ACCIONES REQUERIDAS
• a. Indica si cada afirmación coincide con el texto de estudio y respalda cada respuesta con las palabras exactas del texto que lo deciden: (i) Urtubey le pedía paciencia a Rodríguez; (ii) el urtubeicismo cerró el año 2014 con declaraciones estridentes; (iii) Romero venía bajando en las encuestas.
• b. Según el texto de estudio, ¿qué dijo Urtubey que harían cuando vieran a sus rivales por el espejo retrovisor?
• c. Por favor, transcribe el pasaje del texto de estudio que comienza en las palabras "En este extracto" y termina después de "de comunicación nacionales.".

TEXTO DE ESTUDIO
En este extracto del libro “El oficio del operador político en Salta”, Daniel Ávalos narra los comicios en el que los dos jefes políticos decidieron subir al ring. A esa batalla le siguió, meses después, un acuerdo de paz que no se rompió nunca más.

Celebrando en silencio la remontada de Miguel Isa y las desavenencias al interior del romerismo, el urtubeicismo concluyó el año 2014 sin declaraciones estridentes. Se mantuvo enfocado en neutralizar conflictos internos, monitorear la popularidad de Urtubey y aceitar la maquinaria comunicacional que supuso la primera incursión sistemática de Juan Pablo Rodríguez en las redacciones de los grandes medios de comunicación nacionales.

La estrategia suponía prescindir de los choques cotidianos e ignorar los sablazos dialécticos que le dirigían al gobierno y al propio Urtubey. Rodríguez admite que la situación le generaba ansiedad y que en más de una oportunidad preguntó al gobernador cuándo comenzaría la acción. Urtubey se limitaba a pedirle paciencia. En la cabeza del mandatario anidaba una confianza absoluta y una presunción que –según él– podía privarlo de un triunfo contundente sobre quien había sido su jefe y mentor político. Juampi lo relató del siguiente modo:

Yo le preguntaba cuándo íbamos a acelerar. Él me pedía que esperemos. Porque era cierto que, con todas las expectativas que generaban sus movimientos, Romero venía creciendo en las encuestas y nosotros estábamos quietos. La verdad era que Urtubey tenía la teoría de que Romero no quería jugar y él quería ganarle a Romero. Entonces me decía que había que dejarlos que se acerquen para que todo se diera como él deseaba. ´Cuando los vea por el espejo retrovisor, vamos a acelerar´, me dijo un día. Esas fueron las palabras que usó. Ese era el nivel de confianza que se tenía.

DATOS PROPORCIONADOS
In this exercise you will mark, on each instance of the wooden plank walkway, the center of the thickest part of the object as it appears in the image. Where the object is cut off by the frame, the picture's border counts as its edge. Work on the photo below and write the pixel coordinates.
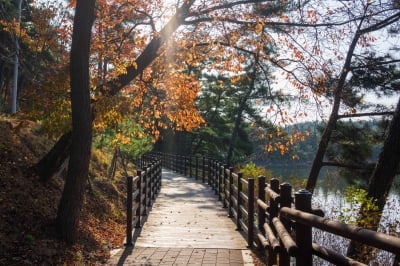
(187, 225)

RESULTADOS POR TAREA
• a.
(i) Sí: "Urtubey se limitaba a pedirle paciencia."
(ii) No: "el urtubeicismo concluyó el año 2014 sin declaraciones estridentes"
(iii) No: "Romero venía creciendo en las encuestas"

• b. Que iban a acelerar.

• c.
En este extracto del libro “El oficio del operador político en Salta”, Daniel Ávalos narra los comicios en el que los dos jefes políticos decidieron subir al ring. A esa batalla le siguió, meses después, un acuerdo de paz que no se rompió nunca más.

Celebrando en silencio la remontada de Miguel Isa y las desavenencias al interior del romerismo, el urtubeicismo concluyó el año 2014 sin declaraciones estridentes. Se mantuvo enfocado en neutralizar conflictos internos, monitorear la popularidad de Urtubey y aceitar la maquinaria comunicacional que supuso la primera incursión sistemática de Juan Pablo Rodríguez en las redacciones de los grandes medios de comunicación nacionales.